### Document section:

⁂

Scenes likes this. are reigniting a conversation among Asian Americans that includes one big question: How does the rest of the country perceive us?
"There's a perpetual foreigner stereotype, this outsider racialization that we're getting blamed for a lot of the COVID-19 and we're getting treated as foreigners who don't belong," Russell Jeung said.
Russell Jeung is with the advocacy group Stop AAPI Hate.
He says discrimination against Asian Americans has been happening for generations. But recent videos of more overt and violent encounters...make it hard to look away.
"A lot of times people sort of do this 'Oppression Olympics,'right? And Asian Americans before used to compare ourselves to Blacks and say, well, we don't have any right to complain because compared to how African Americans are treated. We we shouldn't speak up."
That thought ran through Crisanna Tang's head.
"I wasn't sure if they were going to take me seriously."
She initially didn't even want to file a police report about her experience on the New York City subway, but ultimately decided to share her story...
"Some guy got on the train at one of the stations in the Bronx without a mask on," she recalled. "So I moved away from him to the other side of the train car, and then he followed me. And then he starts yelling all these racial slurs about, 'Go back to China,' and 'Chinese people causing this virus.' And he spits all over my hair, my arm, my back. Everywhere. The most heartbreaking thing that happened during the incident was the fact that nobody stood up or said anything when it happened to me. Everyone just kind of stared at their phones and walked away like nothing was happening."
Experiences like Tang's are part of a long series of pandemic-related hate incidents. Tang says some of these encounters point out a flawed perception of Asian Americans. That includes a long-standing trope, according to Ian Shin from the University of Michigan.

⁂

### Work request A:
In the report on anti-Asian harassment, which advocacy group is Russell Jeung with?
### Work request B:
Reproduce the passage of the report on anti-Asian harassment that begins at the words "Experiences like Tang's" and ends after "University of Michigan.".
The material after this point has no connection to the report on anti-Asian harassment.

⁂

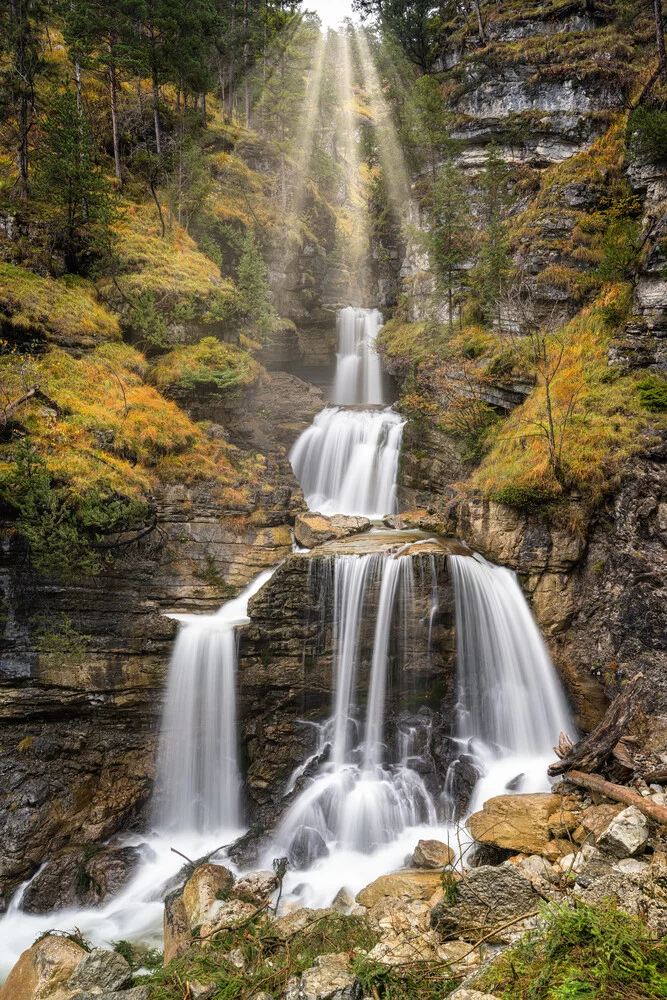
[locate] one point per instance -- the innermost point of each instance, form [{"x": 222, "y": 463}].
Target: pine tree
[{"x": 451, "y": 235}]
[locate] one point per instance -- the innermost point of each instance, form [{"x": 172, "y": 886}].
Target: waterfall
[
  {"x": 357, "y": 801},
  {"x": 359, "y": 368},
  {"x": 511, "y": 705},
  {"x": 198, "y": 782},
  {"x": 347, "y": 462}
]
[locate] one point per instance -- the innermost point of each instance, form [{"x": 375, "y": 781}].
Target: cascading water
[
  {"x": 511, "y": 706},
  {"x": 347, "y": 460},
  {"x": 359, "y": 368},
  {"x": 198, "y": 774},
  {"x": 356, "y": 802}
]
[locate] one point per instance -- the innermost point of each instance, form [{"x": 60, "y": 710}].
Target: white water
[
  {"x": 347, "y": 460},
  {"x": 357, "y": 803},
  {"x": 198, "y": 784},
  {"x": 359, "y": 368},
  {"x": 511, "y": 706}
]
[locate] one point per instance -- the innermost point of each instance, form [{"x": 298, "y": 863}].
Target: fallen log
[
  {"x": 659, "y": 777},
  {"x": 619, "y": 793},
  {"x": 593, "y": 750}
]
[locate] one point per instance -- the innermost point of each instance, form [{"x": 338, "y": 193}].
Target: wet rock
[
  {"x": 42, "y": 969},
  {"x": 432, "y": 854},
  {"x": 177, "y": 932},
  {"x": 487, "y": 898},
  {"x": 411, "y": 883},
  {"x": 307, "y": 847},
  {"x": 293, "y": 923},
  {"x": 311, "y": 530},
  {"x": 515, "y": 822},
  {"x": 105, "y": 971},
  {"x": 626, "y": 835},
  {"x": 227, "y": 916},
  {"x": 255, "y": 887},
  {"x": 329, "y": 979},
  {"x": 208, "y": 885},
  {"x": 343, "y": 901}
]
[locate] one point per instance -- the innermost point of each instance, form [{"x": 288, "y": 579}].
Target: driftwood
[
  {"x": 619, "y": 793},
  {"x": 591, "y": 752}
]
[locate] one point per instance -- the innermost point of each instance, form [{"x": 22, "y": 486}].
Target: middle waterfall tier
[{"x": 347, "y": 462}]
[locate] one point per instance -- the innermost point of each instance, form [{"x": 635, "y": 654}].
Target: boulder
[
  {"x": 329, "y": 979},
  {"x": 311, "y": 530},
  {"x": 626, "y": 835},
  {"x": 255, "y": 887},
  {"x": 410, "y": 883},
  {"x": 343, "y": 901},
  {"x": 487, "y": 898},
  {"x": 106, "y": 971},
  {"x": 293, "y": 923},
  {"x": 432, "y": 854},
  {"x": 515, "y": 822},
  {"x": 177, "y": 932},
  {"x": 227, "y": 916},
  {"x": 208, "y": 885},
  {"x": 42, "y": 969}
]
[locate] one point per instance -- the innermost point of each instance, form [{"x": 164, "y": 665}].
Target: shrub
[
  {"x": 647, "y": 134},
  {"x": 653, "y": 393}
]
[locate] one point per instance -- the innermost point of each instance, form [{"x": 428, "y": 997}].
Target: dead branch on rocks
[
  {"x": 593, "y": 750},
  {"x": 619, "y": 793}
]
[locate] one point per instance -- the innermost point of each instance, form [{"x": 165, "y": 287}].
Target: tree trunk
[
  {"x": 659, "y": 34},
  {"x": 619, "y": 794},
  {"x": 156, "y": 109},
  {"x": 113, "y": 98},
  {"x": 593, "y": 750},
  {"x": 246, "y": 62}
]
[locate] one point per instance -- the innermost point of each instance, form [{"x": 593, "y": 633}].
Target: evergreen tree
[
  {"x": 71, "y": 183},
  {"x": 22, "y": 24},
  {"x": 451, "y": 233}
]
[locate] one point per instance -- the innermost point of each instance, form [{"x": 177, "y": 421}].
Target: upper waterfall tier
[{"x": 359, "y": 368}]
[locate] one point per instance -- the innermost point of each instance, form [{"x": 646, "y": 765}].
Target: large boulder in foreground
[
  {"x": 311, "y": 530},
  {"x": 516, "y": 822},
  {"x": 329, "y": 979},
  {"x": 411, "y": 883},
  {"x": 209, "y": 884},
  {"x": 42, "y": 969},
  {"x": 626, "y": 835},
  {"x": 487, "y": 899},
  {"x": 432, "y": 854}
]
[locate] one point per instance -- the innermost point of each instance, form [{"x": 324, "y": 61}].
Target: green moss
[
  {"x": 653, "y": 393},
  {"x": 209, "y": 368},
  {"x": 581, "y": 953},
  {"x": 66, "y": 311}
]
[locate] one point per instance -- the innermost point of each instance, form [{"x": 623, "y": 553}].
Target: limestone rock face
[
  {"x": 329, "y": 979},
  {"x": 203, "y": 891},
  {"x": 227, "y": 916},
  {"x": 255, "y": 887},
  {"x": 42, "y": 969},
  {"x": 626, "y": 835},
  {"x": 515, "y": 822},
  {"x": 106, "y": 971},
  {"x": 177, "y": 932},
  {"x": 78, "y": 879},
  {"x": 311, "y": 530},
  {"x": 432, "y": 854},
  {"x": 487, "y": 898},
  {"x": 411, "y": 883}
]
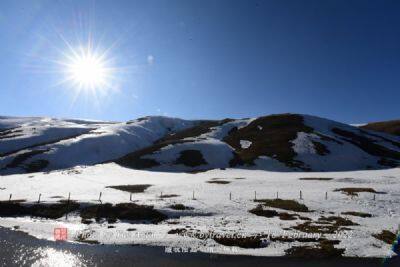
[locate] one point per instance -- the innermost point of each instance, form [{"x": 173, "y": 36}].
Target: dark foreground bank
[{"x": 20, "y": 249}]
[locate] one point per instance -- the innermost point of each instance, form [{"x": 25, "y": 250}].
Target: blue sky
[{"x": 206, "y": 59}]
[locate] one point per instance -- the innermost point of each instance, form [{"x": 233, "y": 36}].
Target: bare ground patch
[
  {"x": 137, "y": 188},
  {"x": 316, "y": 179},
  {"x": 50, "y": 211},
  {"x": 122, "y": 211},
  {"x": 218, "y": 182},
  {"x": 325, "y": 249},
  {"x": 285, "y": 204},
  {"x": 168, "y": 196},
  {"x": 325, "y": 225},
  {"x": 259, "y": 211},
  {"x": 357, "y": 214},
  {"x": 353, "y": 191},
  {"x": 179, "y": 207},
  {"x": 386, "y": 236}
]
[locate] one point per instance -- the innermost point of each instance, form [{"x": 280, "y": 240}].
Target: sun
[{"x": 87, "y": 70}]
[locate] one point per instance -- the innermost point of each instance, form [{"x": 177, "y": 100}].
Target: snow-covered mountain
[
  {"x": 33, "y": 144},
  {"x": 285, "y": 142}
]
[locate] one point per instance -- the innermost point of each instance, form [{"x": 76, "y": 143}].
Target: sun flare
[{"x": 87, "y": 70}]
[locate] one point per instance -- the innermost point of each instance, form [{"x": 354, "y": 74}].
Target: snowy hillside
[
  {"x": 277, "y": 142},
  {"x": 286, "y": 142},
  {"x": 33, "y": 144}
]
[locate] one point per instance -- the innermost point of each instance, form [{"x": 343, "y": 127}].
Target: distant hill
[
  {"x": 283, "y": 142},
  {"x": 390, "y": 127}
]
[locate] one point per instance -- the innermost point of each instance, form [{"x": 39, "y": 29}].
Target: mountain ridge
[{"x": 278, "y": 142}]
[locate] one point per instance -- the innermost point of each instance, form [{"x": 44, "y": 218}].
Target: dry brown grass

⁂

### Exercise output A:
Stop AAPI Hate.

### Exercise output B:
Experiences like Tang's are part of a long series of pandemic-related hate incidents. Tang says some of these encounters point out a flawed perception of Asian Americans. That includes a long-standing trope, according to Ian Shin from the University of Michigan.